◆ EXERCISE REQUIREMENTS ◆
Can you recast every line of the material below as a Markdown table, with the columns "Row" for the row number and "Line" for the line itself, leaving out any blank lines?

◆ DATA ◆
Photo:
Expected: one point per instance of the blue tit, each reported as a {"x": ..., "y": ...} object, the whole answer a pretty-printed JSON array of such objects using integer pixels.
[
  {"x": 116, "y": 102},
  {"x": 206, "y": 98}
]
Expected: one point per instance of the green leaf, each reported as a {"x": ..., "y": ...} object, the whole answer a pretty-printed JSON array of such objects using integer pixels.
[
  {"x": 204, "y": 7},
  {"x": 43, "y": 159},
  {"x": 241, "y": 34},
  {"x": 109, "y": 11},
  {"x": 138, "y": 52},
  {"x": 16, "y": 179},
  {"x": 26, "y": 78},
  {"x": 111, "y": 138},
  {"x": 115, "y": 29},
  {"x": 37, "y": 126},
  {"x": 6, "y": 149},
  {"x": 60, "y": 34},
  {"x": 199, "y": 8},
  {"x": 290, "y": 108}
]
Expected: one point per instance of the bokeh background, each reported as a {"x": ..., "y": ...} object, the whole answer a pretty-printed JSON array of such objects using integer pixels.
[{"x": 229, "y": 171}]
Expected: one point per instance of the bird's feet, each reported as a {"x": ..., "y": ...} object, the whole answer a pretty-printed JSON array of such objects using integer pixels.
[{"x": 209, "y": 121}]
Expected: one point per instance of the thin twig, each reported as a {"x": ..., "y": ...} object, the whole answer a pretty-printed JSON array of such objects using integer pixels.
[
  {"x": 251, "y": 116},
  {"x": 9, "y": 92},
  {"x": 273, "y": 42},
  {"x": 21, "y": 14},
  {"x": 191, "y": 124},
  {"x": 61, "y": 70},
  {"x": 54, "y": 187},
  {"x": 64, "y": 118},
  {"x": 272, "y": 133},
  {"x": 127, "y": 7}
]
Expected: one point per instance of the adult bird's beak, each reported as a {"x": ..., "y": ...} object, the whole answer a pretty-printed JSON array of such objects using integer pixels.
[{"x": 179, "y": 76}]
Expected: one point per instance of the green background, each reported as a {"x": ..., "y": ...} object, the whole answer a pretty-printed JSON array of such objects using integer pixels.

◆ SOLUTION BELOW ◆
| Row | Line |
|---|---|
| 1 | Photo: |
| 2 | Expected: one point per instance of the blue tit, each reported as a {"x": ..., "y": ...} object, the whole answer a pretty-printed JSON array of such objects using integer pixels. |
| 3 | [ |
| 4 |   {"x": 116, "y": 102}, |
| 5 |   {"x": 206, "y": 98} |
| 6 | ] |
| 7 | Expected: one point per instance of the green leaf, each reported as a {"x": ..., "y": ...} object, the whole answer a pretty-printed JSON array of such objects using integer pixels. |
| 8 | [ |
| 9 |   {"x": 204, "y": 7}, |
| 10 |   {"x": 43, "y": 159}, |
| 11 |   {"x": 241, "y": 34}, |
| 12 |   {"x": 109, "y": 11}, |
| 13 |   {"x": 138, "y": 52}, |
| 14 |   {"x": 16, "y": 179}, |
| 15 |   {"x": 26, "y": 78}, |
| 16 |   {"x": 111, "y": 138}, |
| 17 |   {"x": 115, "y": 29}, |
| 18 |   {"x": 37, "y": 126}, |
| 19 |   {"x": 6, "y": 149}, |
| 20 |   {"x": 60, "y": 34}, |
| 21 |   {"x": 199, "y": 8}, |
| 22 |   {"x": 290, "y": 108} |
| 23 | ] |
| 24 | Expected: one point per instance of the bokeh background, each reported as a {"x": ..., "y": ...} object, the whole answer a pretty-printed JSON array of such objects using integer pixels. |
| 25 | [{"x": 229, "y": 171}] |
| 26 | Expected: one point per instance of the bird's feet, each reported as a {"x": ..., "y": ...} object, the whole answer a pretty-printed JSON array of such objects using integer pixels. |
| 27 | [{"x": 209, "y": 121}] |
| 28 | Expected: one point per instance of the thin twig, each reported as a {"x": ..., "y": ...} object, the whole answer a pretty-printed JSON array of such objects using integer pixels. |
| 29 | [ |
| 30 |   {"x": 251, "y": 116}, |
| 31 |   {"x": 9, "y": 92}, |
| 32 |   {"x": 273, "y": 42}, |
| 33 |   {"x": 21, "y": 14}, |
| 34 |   {"x": 191, "y": 124}, |
| 35 |   {"x": 61, "y": 70}, |
| 36 |   {"x": 54, "y": 187}, |
| 37 |   {"x": 64, "y": 118}, |
| 38 |   {"x": 272, "y": 133}, |
| 39 |   {"x": 127, "y": 7} |
| 40 | ] |
| 41 | Expected: one point per instance of the adult bird's beak, each reported as a {"x": ..., "y": ...} object, the whole answer a pretty-printed JSON array of such objects using integer pixels. |
| 42 | [{"x": 179, "y": 76}] |
| 43 | Expected: one point per instance of the green background, each reported as a {"x": ..., "y": ...} object, the whole answer a pretty-printed JSON array of such objects using integer pixels. |